===== ENTRIES SHOWN =====

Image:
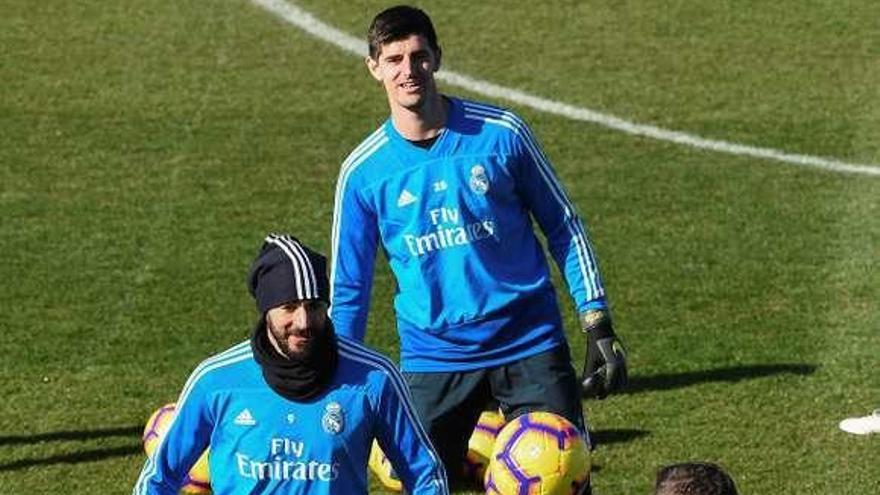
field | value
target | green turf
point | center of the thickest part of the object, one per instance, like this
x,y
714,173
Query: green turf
x,y
146,148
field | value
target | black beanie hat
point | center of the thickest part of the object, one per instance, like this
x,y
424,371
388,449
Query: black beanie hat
x,y
286,271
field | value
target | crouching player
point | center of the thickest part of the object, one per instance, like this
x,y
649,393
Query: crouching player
x,y
295,408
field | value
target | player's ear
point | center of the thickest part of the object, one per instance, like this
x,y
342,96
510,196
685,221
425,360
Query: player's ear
x,y
373,67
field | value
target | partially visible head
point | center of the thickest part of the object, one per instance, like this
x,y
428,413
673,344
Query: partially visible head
x,y
693,478
290,287
397,23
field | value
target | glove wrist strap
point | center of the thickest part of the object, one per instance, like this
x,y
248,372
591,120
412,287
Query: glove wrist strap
x,y
597,324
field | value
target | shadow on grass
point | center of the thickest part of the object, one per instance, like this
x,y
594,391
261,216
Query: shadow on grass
x,y
74,458
605,437
731,374
122,431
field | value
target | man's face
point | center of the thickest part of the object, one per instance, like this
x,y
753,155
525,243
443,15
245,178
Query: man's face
x,y
406,69
293,326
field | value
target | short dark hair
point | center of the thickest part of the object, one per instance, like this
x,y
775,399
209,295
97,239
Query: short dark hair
x,y
693,478
396,23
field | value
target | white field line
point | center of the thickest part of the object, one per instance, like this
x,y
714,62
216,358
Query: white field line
x,y
308,23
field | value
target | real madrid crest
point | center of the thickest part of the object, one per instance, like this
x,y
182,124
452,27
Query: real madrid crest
x,y
479,181
333,421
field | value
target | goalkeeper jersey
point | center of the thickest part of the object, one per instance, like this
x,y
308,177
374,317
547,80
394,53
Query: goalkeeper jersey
x,y
455,223
263,443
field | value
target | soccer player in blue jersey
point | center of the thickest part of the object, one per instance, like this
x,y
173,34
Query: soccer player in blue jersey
x,y
449,189
295,409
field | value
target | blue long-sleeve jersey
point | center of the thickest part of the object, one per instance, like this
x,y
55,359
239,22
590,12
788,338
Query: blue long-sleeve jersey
x,y
455,222
263,443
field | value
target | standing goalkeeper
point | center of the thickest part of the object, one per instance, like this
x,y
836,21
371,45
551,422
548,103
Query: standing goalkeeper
x,y
449,189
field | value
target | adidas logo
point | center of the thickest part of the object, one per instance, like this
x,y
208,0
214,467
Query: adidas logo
x,y
245,418
406,198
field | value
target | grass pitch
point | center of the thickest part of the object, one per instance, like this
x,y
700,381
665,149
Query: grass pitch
x,y
146,148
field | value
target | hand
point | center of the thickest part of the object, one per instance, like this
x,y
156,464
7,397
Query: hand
x,y
605,363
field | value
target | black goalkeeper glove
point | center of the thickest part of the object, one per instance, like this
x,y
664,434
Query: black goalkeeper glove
x,y
605,363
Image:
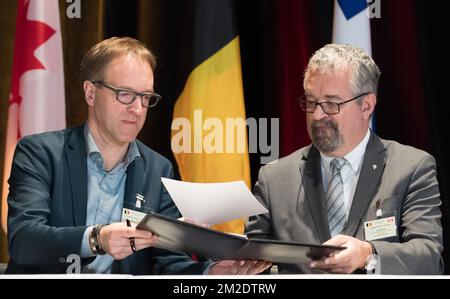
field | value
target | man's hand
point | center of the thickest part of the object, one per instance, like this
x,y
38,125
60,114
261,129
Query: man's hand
x,y
239,267
347,260
114,239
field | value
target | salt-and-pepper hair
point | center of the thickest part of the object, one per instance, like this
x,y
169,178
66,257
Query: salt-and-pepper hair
x,y
364,73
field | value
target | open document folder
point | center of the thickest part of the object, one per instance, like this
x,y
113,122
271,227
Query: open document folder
x,y
213,203
190,238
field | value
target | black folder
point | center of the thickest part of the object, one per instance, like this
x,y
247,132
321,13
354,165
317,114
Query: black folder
x,y
182,236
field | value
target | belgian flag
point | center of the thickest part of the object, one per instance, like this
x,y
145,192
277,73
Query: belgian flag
x,y
209,137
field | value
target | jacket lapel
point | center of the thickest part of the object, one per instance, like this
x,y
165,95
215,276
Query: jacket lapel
x,y
75,153
135,181
312,182
371,170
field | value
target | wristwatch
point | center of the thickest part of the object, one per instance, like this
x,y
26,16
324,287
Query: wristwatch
x,y
94,240
372,260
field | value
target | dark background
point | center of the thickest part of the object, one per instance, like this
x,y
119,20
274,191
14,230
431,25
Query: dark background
x,y
277,38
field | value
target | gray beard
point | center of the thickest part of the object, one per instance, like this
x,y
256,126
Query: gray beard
x,y
329,141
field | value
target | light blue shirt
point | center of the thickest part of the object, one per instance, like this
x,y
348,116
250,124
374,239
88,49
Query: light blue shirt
x,y
105,197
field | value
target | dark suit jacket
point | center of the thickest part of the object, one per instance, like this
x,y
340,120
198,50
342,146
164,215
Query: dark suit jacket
x,y
48,198
402,177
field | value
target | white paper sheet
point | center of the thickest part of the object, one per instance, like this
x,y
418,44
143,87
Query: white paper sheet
x,y
213,203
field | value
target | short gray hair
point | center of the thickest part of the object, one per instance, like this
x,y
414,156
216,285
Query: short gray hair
x,y
364,73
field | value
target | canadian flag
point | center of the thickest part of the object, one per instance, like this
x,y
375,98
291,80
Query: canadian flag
x,y
36,101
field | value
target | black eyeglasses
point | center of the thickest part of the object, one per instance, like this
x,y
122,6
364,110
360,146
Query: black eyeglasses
x,y
126,96
329,108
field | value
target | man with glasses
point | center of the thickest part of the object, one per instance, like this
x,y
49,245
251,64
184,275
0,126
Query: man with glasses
x,y
377,198
71,190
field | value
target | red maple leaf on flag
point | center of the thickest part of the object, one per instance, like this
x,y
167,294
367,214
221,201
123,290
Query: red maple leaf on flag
x,y
30,35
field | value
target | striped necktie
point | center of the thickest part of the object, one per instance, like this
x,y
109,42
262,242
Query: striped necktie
x,y
336,213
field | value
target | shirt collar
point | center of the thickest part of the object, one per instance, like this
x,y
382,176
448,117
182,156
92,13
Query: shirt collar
x,y
354,157
91,147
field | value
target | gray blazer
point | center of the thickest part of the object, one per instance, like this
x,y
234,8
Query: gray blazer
x,y
405,182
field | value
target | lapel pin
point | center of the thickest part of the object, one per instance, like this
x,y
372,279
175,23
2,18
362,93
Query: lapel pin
x,y
139,200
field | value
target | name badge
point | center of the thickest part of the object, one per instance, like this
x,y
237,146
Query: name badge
x,y
380,228
134,216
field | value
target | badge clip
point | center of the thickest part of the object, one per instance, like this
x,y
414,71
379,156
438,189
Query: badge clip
x,y
379,212
139,200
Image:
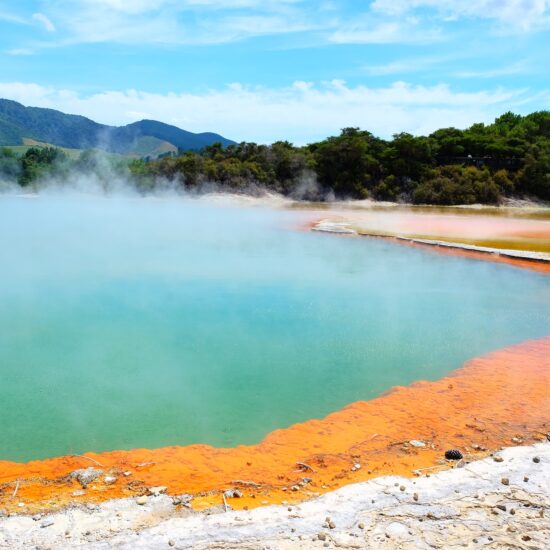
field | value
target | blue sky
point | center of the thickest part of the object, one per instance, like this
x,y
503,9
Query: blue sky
x,y
263,70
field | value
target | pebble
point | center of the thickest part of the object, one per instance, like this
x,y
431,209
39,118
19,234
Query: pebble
x,y
232,493
46,523
85,476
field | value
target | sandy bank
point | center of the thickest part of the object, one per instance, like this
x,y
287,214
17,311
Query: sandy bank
x,y
485,503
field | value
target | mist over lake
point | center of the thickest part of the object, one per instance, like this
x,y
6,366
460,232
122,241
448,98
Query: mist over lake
x,y
143,322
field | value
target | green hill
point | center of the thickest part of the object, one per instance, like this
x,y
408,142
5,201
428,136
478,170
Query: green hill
x,y
143,138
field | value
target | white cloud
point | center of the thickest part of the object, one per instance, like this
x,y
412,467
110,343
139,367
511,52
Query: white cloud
x,y
406,65
392,32
520,67
45,21
522,14
302,112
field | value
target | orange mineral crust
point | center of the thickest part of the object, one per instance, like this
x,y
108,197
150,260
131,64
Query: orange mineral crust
x,y
497,400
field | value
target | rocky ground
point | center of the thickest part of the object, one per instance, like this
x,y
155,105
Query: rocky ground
x,y
499,502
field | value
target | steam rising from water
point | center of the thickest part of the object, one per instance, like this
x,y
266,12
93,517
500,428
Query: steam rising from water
x,y
128,321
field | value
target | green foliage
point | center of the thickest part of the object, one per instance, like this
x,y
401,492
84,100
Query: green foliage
x,y
40,162
481,164
449,185
10,166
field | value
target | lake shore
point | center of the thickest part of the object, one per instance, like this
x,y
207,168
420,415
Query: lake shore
x,y
472,410
496,502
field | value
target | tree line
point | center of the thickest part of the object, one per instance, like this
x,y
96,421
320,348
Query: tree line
x,y
481,164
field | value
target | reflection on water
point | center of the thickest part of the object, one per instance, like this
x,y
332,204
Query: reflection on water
x,y
133,322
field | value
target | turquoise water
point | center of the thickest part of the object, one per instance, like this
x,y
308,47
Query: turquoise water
x,y
145,322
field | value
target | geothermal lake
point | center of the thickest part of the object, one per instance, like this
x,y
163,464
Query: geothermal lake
x,y
130,322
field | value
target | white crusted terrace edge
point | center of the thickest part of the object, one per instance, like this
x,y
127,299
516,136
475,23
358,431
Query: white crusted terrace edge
x,y
345,227
487,504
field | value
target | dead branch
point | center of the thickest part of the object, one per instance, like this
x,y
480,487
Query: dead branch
x,y
304,466
246,483
89,458
16,489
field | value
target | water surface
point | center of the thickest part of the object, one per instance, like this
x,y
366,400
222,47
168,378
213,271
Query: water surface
x,y
131,322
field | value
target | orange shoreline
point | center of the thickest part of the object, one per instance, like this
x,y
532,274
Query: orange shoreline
x,y
497,400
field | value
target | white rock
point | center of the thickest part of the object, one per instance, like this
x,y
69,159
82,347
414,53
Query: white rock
x,y
156,491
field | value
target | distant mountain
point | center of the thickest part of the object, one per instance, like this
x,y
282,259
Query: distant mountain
x,y
146,137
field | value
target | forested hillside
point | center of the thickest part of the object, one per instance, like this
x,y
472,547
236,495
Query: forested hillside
x,y
481,164
18,122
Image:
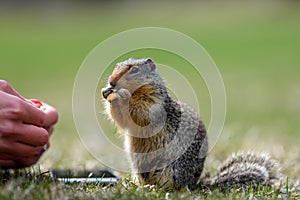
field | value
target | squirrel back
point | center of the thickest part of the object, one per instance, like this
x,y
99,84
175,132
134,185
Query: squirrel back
x,y
165,139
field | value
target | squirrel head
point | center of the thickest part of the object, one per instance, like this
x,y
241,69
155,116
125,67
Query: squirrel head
x,y
132,74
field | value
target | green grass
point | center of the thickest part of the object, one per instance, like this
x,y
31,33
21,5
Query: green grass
x,y
255,45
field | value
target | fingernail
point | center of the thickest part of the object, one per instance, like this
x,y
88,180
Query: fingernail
x,y
37,102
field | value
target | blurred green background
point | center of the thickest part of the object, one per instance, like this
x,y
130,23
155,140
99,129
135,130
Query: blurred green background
x,y
255,44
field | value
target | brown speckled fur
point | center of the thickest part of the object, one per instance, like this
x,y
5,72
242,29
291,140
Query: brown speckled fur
x,y
165,139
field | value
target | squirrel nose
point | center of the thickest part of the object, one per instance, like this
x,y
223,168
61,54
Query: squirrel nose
x,y
112,83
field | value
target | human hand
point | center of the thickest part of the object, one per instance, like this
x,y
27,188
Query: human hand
x,y
24,128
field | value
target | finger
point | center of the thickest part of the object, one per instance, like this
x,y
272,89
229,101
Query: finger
x,y
5,87
49,129
17,150
30,134
30,114
51,115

=====

Identify every line above that contains the word "rocky" and copy each of those lines out. Case counts.

- _COMPLETED EXERCISE_:
target | rocky ground
Query: rocky ground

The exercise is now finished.